(LISTED RECORDS)
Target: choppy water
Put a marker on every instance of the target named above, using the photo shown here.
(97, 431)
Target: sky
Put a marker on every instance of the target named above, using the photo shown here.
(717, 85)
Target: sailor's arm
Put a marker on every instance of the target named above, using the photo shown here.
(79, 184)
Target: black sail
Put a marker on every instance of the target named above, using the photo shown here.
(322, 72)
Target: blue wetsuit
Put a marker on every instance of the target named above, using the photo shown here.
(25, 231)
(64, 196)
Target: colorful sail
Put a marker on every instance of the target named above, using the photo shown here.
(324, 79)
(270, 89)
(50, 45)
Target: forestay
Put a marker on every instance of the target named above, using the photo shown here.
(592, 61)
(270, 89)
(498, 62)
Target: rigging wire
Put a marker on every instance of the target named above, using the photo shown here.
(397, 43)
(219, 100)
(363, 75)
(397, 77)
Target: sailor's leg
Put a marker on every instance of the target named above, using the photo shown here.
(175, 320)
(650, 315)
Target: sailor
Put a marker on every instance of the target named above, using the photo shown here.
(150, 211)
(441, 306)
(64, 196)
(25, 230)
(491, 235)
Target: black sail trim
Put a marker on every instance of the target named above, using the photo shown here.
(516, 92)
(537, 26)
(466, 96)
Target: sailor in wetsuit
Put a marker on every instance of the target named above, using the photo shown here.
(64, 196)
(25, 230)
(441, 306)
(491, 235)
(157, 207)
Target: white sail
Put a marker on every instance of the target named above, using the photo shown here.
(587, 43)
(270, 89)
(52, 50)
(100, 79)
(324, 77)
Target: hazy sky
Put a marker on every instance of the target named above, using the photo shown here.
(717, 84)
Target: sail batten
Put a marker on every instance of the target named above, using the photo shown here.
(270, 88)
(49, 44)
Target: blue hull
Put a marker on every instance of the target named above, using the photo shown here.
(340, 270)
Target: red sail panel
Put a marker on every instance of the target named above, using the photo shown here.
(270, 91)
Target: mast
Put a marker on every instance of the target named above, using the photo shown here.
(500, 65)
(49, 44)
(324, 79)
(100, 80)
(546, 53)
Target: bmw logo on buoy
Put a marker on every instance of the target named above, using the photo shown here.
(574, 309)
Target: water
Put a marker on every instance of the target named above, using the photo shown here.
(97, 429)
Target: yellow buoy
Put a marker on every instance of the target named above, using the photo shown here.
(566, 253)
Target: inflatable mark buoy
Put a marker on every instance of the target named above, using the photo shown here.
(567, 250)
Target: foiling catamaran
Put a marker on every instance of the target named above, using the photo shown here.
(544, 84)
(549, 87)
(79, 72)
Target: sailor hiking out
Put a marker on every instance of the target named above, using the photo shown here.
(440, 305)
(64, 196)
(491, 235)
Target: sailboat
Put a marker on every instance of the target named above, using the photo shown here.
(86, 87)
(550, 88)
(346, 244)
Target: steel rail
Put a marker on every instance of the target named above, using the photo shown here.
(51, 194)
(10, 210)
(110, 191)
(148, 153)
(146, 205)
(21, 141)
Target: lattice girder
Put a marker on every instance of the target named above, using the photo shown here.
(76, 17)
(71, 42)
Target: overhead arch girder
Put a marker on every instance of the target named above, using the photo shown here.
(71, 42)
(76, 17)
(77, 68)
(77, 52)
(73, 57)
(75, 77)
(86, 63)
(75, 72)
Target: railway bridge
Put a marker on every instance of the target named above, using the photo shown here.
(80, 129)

(EXERCISE) Convert the listing above into a Markdown table with the columns "Row" and "Text": number each line in order under "Row" and put the line itself under "Text", leaving out any blank lines.

(EXPECTED OUTPUT)
| Row | Text |
|---|---|
| 1 | Target: choppy water |
| 2 | Put a marker on every instance of the target named above, using the photo shown here. |
| 3 | (97, 431) |
| 4 | Target: sky |
| 5 | Put a marker on every instance of the target named above, using the photo shown here. |
| 6 | (717, 85) |
| 7 | Target: sailor's arm |
| 8 | Put a marker on every instance of the target named above, using the photo shown here. |
| 9 | (79, 184) |
| 10 | Target: black sail |
| 11 | Put a marker on every instance of the target named above, using the photo shown here. |
| 12 | (322, 72) |
| 13 | Target: blue wetsuit |
| 14 | Put a marker on every instance of the target named above, using the photo shown here. |
| 15 | (25, 231) |
| 16 | (64, 196) |
| 17 | Target: colorful sail |
| 18 | Put a marker on every instance of the target named above, using the photo shown here. |
| 19 | (324, 79) |
| 20 | (270, 89) |
| 21 | (50, 45) |
| 22 | Target: forestay |
| 23 | Put a marker on every instance of the target named above, using the photo shown here. |
| 24 | (592, 61) |
| 25 | (270, 89) |
| 26 | (498, 62) |
| 27 | Target: rigging wire |
| 28 | Put a marker on every instance of the target named above, using the photo shown here. |
| 29 | (397, 43) |
| 30 | (219, 100) |
| 31 | (363, 75) |
| 32 | (397, 77) |
| 33 | Target: sailor's leg |
| 34 | Put a marker on every instance of the target named above, using the photo shown here. |
| 35 | (175, 320) |
| 36 | (650, 315) |
| 37 | Target: sailor |
| 38 | Put a marker on every instance of the target named above, using the photo shown here. |
| 39 | (150, 211) |
| 40 | (441, 306) |
| 41 | (64, 196) |
| 42 | (25, 230) |
| 43 | (491, 235) |
| 44 | Target: black sail trim |
| 45 | Put a marker on every instance of the target named above, using the photo shown here. |
| 46 | (516, 92) |
| 47 | (537, 26) |
| 48 | (466, 96) |
| 49 | Target: sailor in wetsuit |
| 50 | Put a marker on every instance of the target named above, using the photo shown here. |
| 51 | (64, 196) |
| 52 | (25, 230) |
| 53 | (441, 306) |
| 54 | (491, 235) |
| 55 | (157, 207) |
| 56 | Target: white sail |
| 57 | Put a marker on every instance of the target named above, using the photo shown here. |
| 58 | (587, 43) |
| 59 | (270, 89) |
| 60 | (52, 50) |
| 61 | (100, 79) |
| 62 | (324, 77) |
| 63 | Target: hazy sky |
| 64 | Put a marker on every instance of the target named above, using the photo shown here. |
| 65 | (717, 84) |
| 66 | Target: sail batten |
| 67 | Put a marker on every instance of the target named above, using the photo shown here. |
| 68 | (270, 88) |
| 69 | (49, 44) |
| 70 | Target: blue hull |
| 71 | Put a marker on every instance of the target named above, using the photo shown here. |
| 72 | (340, 270) |
| 73 | Target: red sail panel |
| 74 | Put a marker on every instance of the target named above, using the photo shown here. |
| 75 | (270, 91) |
| 76 | Target: mast |
| 77 | Put a marker on every instance of the target named above, using the photo shown here. |
| 78 | (500, 65) |
| 79 | (49, 44) |
| 80 | (324, 79) |
| 81 | (100, 80) |
| 82 | (546, 53) |
| 83 | Target: bmw logo on buoy |
| 84 | Put a marker on every instance of the target named above, using the photo shown here. |
| 85 | (574, 309) |
| 86 | Target: water |
| 87 | Put a marker on every instance of the target named above, using the photo shown here. |
| 88 | (97, 429) |
| 89 | Target: yellow buoy |
| 90 | Put a marker on every instance of the target named above, using the photo shown here. |
| 91 | (566, 253) |
| 92 | Target: inflatable mark buoy |
| 93 | Put a marker on every instance of the target named above, using the photo shown here. |
| 94 | (567, 250) |
| 95 | Target: foiling catamaran |
| 96 | Put a marker on every instance of the target named above, using the photo shown here. |
| 97 | (544, 84) |
| 98 | (549, 87) |
| 99 | (79, 72) |
| 100 | Target: sailor hiking out |
| 101 | Put a marker on every instance of the target named above, using the photo shown here. |
| 102 | (440, 305) |
| 103 | (64, 196) |
| 104 | (491, 235) |
| 105 | Target: sailboat |
| 106 | Put a marker on every instance of the target named above, using the photo shown here. |
| 107 | (86, 87) |
| 108 | (550, 88) |
| 109 | (346, 244) |
| 110 | Target: steel rail |
| 111 | Put a marker on every instance of the target named above, using the photo shown here. |
| 112 | (51, 194) |
| 113 | (10, 210) |
| 114 | (110, 191) |
| 115 | (148, 153) |
| 116 | (146, 205) |
| 117 | (21, 141) |
| 118 | Target: lattice girder |
| 119 | Put a marker on every instance of the target named above, using the photo shown here. |
| 120 | (76, 17) |
| 121 | (71, 42) |
| 122 | Target: overhead arch girder |
| 123 | Put a marker on every instance of the target named above, using the photo shown here. |
| 124 | (71, 42) |
| 125 | (76, 17) |
| 126 | (77, 68) |
| 127 | (77, 52) |
| 128 | (73, 57) |
| 129 | (75, 77) |
| 130 | (86, 63) |
| 131 | (75, 72) |
| 132 | Target: railway bridge |
| 133 | Put a marker on every instance of the target named above, using the photo shown here. |
| 134 | (80, 129) |